Location identification lines:
>> start

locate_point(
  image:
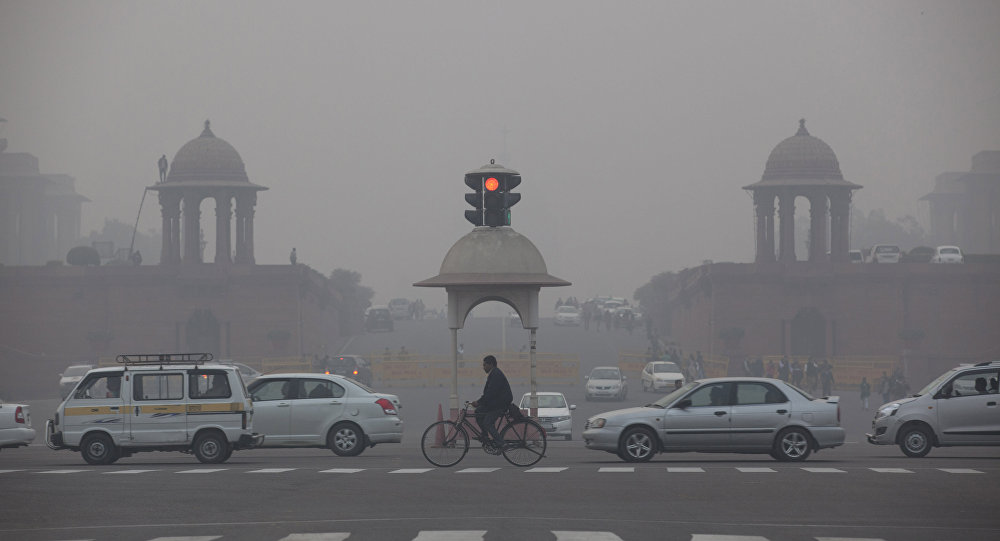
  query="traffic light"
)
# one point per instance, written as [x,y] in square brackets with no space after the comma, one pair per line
[492,198]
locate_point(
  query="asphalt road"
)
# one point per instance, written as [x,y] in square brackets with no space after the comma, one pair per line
[857,491]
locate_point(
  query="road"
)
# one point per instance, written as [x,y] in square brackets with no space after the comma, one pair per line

>> end

### Do this
Render the lines above as a Markdown table with the columns Row and Line, numbering each row and skipping any blank lines. Include every line except the pictures.

### Exercise output
| Row | Line |
|---|---|
| 1 | locate_point( |
| 2 |   image: |
| 3 |   query="traffic light" |
| 4 | ) |
| 5 | # one point per instance, written as [x,y] in square brackets with no space after the comma, one pair per line |
| 6 | [492,198] |
| 7 | locate_point( |
| 8 |   query="asphalt road" |
| 9 | ) |
| 10 | # one point per instance, written as [x,y] in square brackets with no space after the comma, one pair per line |
| 11 | [857,491] |
| 12 | locate_point( |
| 13 |   query="road" |
| 14 | ) |
| 15 | # one point per instance, written as [x,y] in square brackets with no space after the comma, one pair per line |